Your super checklist: six steps to cross off before June 30

The Australian

8 May 2018

Monica Rule

Because of superannuation law changes that took effect from July 1 last year, it’s more important than ever for self-managed super fund trustees to get their ­affairs in order before the end of this financial year. I suggest these are the six most important steps for you to get your super into shape by June 30.

  1. The capital-gains-tax relief
    SMSFs that were affected by the $1.6 million transfer balance cap and have transferred assets from either the retirement pension ­account, and-or the transition-to-retirement income stream ­account, to the accumulation ­account of their members, may reset the cost base of the assets and make an irrevocable capital-gains-tax relief election when lodging their 2016-2017 tax ­return.
    The Australian Taxation ­Office has allowed an extension to lodge the 2016-17 return by June 30 to claim the CGT relief.
  2. Valuations
    SMSF asset valuations are very important as they affect how much money a member can have in their retirement pension account; whether a member can make further contributions; whether they have exceeded their in-house assets limit; and, whether the minimum pension payment has been made from their SMSF.An SMSF member is limited to the $1.6m transfer balance cap in their retirement pension account. Your total superannuation balance must have been less than $1.6m at June 30 last year in order to make non-concessional contributions for this financial year.
    An SMSF member’s total super balance must be less than $500,000 at June 30 this year to be eligible to carry forward any unused concessional contributions accumulated from July 1, 2018. An SMSF also must not exceed the in-house assets limit of 5 per cent of the total value of assets in the SMSF.For an SMSF to be able to claim the tax exemption on investment earnings from retirement pension assets, the minimum pension account must be paid from the SMSF. An SMSF with a member in the retirement pension phase with a total super balance of $1.6m at June 30, 2017 must use the unsegregated assets method to calculate the tax exemption on earnings from pension assets in this financial year.
  3. Contributions
    This is a key area to watch since the contribution limits changed last year. The contributions limits are $25,000 a year for con­cessional contributions and $100,000 a year or $300,000 over three consecutive years (using the bring-forward provisions) for non-concessional contributions.
    SMSF members should check whether superannuation-guarantee contributions for the June 2017 quarter have been received by their SMSF in July 2017. If so, this contribution must be included in their concessional contribution cap for the 2017-18 financial year.Salary-sacrifice contributions are concessional contributions. Members should check their records before contributing more to avoid exceeding their concessional contributions cap. SMSF members need to ensure their contributions are received by their SMSF on or before June 30 this year in order to count towards the limit for the 2017-18 ­financial year, to avoid excess contributions tax, and to be able to claim the relevant tax ­deduction in the 2017-18 financial year.

Excerpts from a dataset
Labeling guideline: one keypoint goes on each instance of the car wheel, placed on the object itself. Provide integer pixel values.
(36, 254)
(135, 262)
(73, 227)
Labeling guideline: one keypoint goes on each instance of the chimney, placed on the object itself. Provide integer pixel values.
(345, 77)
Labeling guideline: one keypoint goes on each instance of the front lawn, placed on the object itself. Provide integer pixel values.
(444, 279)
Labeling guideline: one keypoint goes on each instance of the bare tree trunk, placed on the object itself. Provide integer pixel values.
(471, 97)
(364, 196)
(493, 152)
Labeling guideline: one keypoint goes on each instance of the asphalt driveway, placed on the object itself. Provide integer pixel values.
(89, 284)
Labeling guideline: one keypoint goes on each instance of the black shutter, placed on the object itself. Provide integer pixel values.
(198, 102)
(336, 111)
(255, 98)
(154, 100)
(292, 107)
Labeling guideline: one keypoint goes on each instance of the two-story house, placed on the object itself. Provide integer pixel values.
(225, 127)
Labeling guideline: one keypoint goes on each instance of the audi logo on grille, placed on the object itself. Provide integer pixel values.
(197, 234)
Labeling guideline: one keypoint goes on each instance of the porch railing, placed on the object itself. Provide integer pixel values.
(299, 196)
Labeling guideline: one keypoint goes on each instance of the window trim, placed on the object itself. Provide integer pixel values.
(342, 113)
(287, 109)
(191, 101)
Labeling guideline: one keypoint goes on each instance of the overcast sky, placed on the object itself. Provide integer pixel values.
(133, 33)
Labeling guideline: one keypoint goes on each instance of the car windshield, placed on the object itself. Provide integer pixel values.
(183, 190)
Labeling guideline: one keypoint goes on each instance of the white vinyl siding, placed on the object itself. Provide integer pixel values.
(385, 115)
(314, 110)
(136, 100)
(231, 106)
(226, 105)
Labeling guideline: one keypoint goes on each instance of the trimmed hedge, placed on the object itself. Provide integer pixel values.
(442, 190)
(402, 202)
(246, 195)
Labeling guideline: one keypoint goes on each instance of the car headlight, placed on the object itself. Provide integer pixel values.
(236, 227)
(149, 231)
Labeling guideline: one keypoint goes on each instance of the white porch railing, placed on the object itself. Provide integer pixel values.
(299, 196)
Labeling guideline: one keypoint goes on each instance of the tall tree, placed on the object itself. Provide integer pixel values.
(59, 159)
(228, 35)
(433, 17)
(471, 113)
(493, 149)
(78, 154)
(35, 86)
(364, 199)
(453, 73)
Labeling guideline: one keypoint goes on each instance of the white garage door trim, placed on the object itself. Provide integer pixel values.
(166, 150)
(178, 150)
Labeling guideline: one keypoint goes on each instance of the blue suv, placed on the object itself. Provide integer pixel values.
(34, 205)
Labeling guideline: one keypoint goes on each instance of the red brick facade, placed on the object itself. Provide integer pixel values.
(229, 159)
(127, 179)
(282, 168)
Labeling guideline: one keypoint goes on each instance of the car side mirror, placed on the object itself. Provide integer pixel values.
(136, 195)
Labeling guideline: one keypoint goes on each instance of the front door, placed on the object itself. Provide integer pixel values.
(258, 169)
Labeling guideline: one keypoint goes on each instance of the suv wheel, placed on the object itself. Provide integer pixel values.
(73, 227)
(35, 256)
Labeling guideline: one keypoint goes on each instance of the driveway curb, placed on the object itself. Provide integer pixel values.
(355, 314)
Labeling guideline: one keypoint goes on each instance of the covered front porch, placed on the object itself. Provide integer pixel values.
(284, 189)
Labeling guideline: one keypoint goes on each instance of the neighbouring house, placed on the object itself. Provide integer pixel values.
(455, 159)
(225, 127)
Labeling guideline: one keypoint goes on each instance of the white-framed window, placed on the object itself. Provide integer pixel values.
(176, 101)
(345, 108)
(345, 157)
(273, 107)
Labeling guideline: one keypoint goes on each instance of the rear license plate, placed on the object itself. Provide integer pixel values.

TASK
Continue the superannuation checklist article from the point where it stops.

TASK OUTPUT
  4. Spouse contributions
    Spouse contributions must be received by an SMSF on or before 30 June for the member to claim the spouse-contribution tax offset. The maximum tax offset claimable is 18 per cent of non-concessional contributions of up to $3000. The spouse’s annual income must be $37,000 or less for the member to receive the full tax offset. The tax offset decreases as the spouse’s income exceeds $37,000 and cuts off when their income is $40,000 or more.
  5. Contribution splitting
    The maximum amount that can be split for a financial year is 85 per cent of concessional contributions up to the concessional contributions cap. The split must be made in the financial year immediately after the one in which the contributions were made. This means a member can split concessional contributions made into their SMSF during the 2016-17 financial year in the 2017-18 financial year. Members can split contributions they have made in the current financial year only if their entire benefit is being withdrawn from their SMSF before June 30 this year as a rollover, lump-sum benefit or a combination of these.
  6. The first-home super scheme
    SMSF members are now able to contribute $15,000 a year up to a total of $30,000 to their SMSF to fund a home deposit. These contributions, along with deemed earnings can be withdrawn for a deposit, with withdrawals taxed at a marginal tax rate plus the Medicare Levy with a 30 per cent tax offset. Any contributions made in the 2017-18 financial year will count towards what a person can take out from July 1 this year. The associated earnings will be calculated as though the contribution were made on July 1, 2017, even though it may have been made as late as next month.

It’s already mid-May: getting organised early will give you the peace of mind that your SMSF is operating lawfully and gives you the chance to take advantage of government incentives.

Monica Rule is an SMSF specialist and author.